**Texte de la page**
La thématique du retour est une référence à plusieurs textes antiques : le retour du fils prodigue
dans les Evangiles (Luc), celui d'Ulysse à Ithaque (Odyssée de Homère), celui d'Oreste à Argos
(Electre de Sophocle, Les Choéphores d'Eschyle).
• Louis évoque les membres de sa famille simplement au moyen du pronom personnel « les » :
« retourner les voir » l.18. Ligne 22, ce sera « eux ». Cela révèle le rapport compliqué et
contradictoire qu'il entretient avec eux : d'un côté , il prend le risque de « retourner les voir » ; de
l'autre, il parle d'eux sans la moindre affection et sans même les nommer. Cette imprécision laisse
entendre la distance avec les autres personnages.

Enregistrements de pointage d'objets sur photo:

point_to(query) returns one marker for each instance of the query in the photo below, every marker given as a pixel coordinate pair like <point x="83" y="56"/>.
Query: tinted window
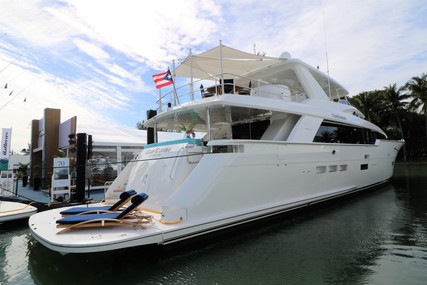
<point x="334" y="133"/>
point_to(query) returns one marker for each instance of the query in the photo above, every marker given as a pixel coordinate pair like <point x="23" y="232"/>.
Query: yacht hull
<point x="276" y="182"/>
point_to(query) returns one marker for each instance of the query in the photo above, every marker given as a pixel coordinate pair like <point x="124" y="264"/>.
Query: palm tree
<point x="418" y="88"/>
<point x="394" y="97"/>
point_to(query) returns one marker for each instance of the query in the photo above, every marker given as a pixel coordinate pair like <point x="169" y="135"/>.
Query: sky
<point x="95" y="59"/>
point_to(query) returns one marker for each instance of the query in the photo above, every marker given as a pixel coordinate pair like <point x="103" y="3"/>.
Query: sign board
<point x="61" y="175"/>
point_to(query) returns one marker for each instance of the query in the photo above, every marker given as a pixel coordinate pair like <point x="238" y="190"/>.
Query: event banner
<point x="5" y="143"/>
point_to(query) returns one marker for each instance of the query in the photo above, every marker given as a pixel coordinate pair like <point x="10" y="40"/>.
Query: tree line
<point x="401" y="112"/>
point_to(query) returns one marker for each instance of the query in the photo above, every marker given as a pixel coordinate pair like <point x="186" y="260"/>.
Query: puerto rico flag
<point x="163" y="79"/>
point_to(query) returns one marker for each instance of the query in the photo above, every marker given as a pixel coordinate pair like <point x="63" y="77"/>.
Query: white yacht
<point x="265" y="135"/>
<point x="11" y="211"/>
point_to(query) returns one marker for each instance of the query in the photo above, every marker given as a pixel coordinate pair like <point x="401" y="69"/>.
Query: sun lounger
<point x="106" y="219"/>
<point x="124" y="198"/>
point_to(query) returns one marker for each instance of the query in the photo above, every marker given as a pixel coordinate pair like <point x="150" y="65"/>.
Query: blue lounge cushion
<point x="124" y="198"/>
<point x="75" y="219"/>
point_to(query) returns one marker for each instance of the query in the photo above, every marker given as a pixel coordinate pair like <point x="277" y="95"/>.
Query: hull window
<point x="335" y="133"/>
<point x="251" y="131"/>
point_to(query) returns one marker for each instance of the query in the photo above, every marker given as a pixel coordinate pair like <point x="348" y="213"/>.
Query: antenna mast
<point x="326" y="52"/>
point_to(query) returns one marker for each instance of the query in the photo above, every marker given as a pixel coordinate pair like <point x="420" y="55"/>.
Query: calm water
<point x="376" y="238"/>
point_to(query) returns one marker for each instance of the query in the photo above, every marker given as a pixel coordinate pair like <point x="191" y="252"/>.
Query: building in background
<point x="112" y="149"/>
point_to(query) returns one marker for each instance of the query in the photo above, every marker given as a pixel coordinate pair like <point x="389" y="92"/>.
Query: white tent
<point x="234" y="62"/>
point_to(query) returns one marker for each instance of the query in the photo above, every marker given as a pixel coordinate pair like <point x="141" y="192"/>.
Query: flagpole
<point x="191" y="77"/>
<point x="222" y="69"/>
<point x="173" y="84"/>
<point x="160" y="99"/>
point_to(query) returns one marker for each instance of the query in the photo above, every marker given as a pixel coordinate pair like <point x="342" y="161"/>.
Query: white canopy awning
<point x="234" y="62"/>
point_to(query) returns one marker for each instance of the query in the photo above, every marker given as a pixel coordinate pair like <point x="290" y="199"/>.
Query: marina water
<point x="378" y="237"/>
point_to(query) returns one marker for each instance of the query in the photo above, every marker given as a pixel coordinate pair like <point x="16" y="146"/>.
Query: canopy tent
<point x="234" y="62"/>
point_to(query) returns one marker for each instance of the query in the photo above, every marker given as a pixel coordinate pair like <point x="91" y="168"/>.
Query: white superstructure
<point x="269" y="140"/>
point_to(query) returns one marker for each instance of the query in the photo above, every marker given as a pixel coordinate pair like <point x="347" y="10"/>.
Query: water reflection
<point x="336" y="244"/>
<point x="376" y="238"/>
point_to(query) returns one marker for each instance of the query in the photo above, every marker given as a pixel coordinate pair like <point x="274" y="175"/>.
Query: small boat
<point x="267" y="135"/>
<point x="10" y="211"/>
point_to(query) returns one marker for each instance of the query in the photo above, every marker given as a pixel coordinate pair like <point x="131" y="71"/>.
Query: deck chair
<point x="124" y="198"/>
<point x="105" y="219"/>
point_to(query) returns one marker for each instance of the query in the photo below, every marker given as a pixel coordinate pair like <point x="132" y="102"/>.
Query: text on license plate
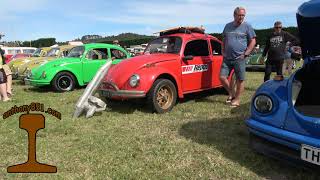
<point x="310" y="154"/>
<point x="106" y="93"/>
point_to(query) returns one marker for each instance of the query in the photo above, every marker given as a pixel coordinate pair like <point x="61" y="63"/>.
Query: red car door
<point x="217" y="58"/>
<point x="196" y="66"/>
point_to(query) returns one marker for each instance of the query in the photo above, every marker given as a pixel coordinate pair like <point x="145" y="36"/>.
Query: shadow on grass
<point x="129" y="106"/>
<point x="230" y="137"/>
<point x="202" y="96"/>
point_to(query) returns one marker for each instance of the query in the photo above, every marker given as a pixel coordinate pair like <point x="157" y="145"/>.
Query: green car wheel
<point x="63" y="82"/>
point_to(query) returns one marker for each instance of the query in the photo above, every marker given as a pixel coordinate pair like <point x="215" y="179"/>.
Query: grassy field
<point x="201" y="138"/>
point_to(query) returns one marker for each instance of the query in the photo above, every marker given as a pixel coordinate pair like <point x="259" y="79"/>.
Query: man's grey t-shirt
<point x="236" y="39"/>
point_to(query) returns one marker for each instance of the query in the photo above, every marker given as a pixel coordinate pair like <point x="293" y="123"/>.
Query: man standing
<point x="239" y="40"/>
<point x="276" y="49"/>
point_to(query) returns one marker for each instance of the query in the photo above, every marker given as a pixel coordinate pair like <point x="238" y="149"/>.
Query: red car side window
<point x="197" y="48"/>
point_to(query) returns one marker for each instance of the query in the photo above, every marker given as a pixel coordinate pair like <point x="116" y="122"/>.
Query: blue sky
<point x="67" y="20"/>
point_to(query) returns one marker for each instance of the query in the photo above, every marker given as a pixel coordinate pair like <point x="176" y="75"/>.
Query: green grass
<point x="201" y="138"/>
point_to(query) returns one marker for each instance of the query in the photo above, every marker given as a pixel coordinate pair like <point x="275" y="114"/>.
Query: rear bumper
<point x="279" y="143"/>
<point x="121" y="94"/>
<point x="280" y="152"/>
<point x="36" y="82"/>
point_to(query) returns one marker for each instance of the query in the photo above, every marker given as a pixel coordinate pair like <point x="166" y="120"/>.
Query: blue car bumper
<point x="279" y="143"/>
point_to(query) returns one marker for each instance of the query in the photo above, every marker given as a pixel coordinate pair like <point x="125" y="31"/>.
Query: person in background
<point x="288" y="62"/>
<point x="3" y="81"/>
<point x="116" y="54"/>
<point x="8" y="74"/>
<point x="239" y="40"/>
<point x="276" y="49"/>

**Consignes écrites**
1. Repérez toutes les lignes des enregistrements qui contiennent le mot « window » et recopiez-les.
2. Poursuivez le commentaire sur le thème du retour et sur le rapport de Louis à sa famille à partir de sa dernière phrase.

**Réponses attendues**
1.
Query: tinted window
Query: hull window
Query: red car side window

2.
Le sujet de la pièce est autant la confrontation avec la mort que la confrontation avec sa famille et
l'exploration de relations familiales complexes.
• Le but de ce voyage est exprimé par un complément circonstanciel « pour annoncer » repris en
anaphore aux l.19-24-28.
Le COD du verbe « annoncer » sera seulement donné à la ligne 27 : « pour annoncer … ma mort ».
Ce suspens traduit une parole difficile. Entre les 2, on trouve de nombreuses répétitions,
reformulations, corrections (épanorthoses) comme si le personnage réfléchissait à voix haute et
tentait d'exprimer avec justesse le fil souvent confus de ses pensées.
On relève plusieurs CC de manière « lentement, avec soin, avec soin et précision » l.19 et
« lentement, calmement, d'une manière posée » l.21, compléments qui reprennent l'idée de
précaution, de circonspection. Il faut trouver la meilleure manière de dire pour ne pas blesser ou
décevoir peut-être.
Cette façon de chercher le mot juste nous en apprend plus sur le personnage de Louis et prépare le
spectateur à comprendre qu'il est un homme de lettres, et qu'il va falloir être attentif aux nuances.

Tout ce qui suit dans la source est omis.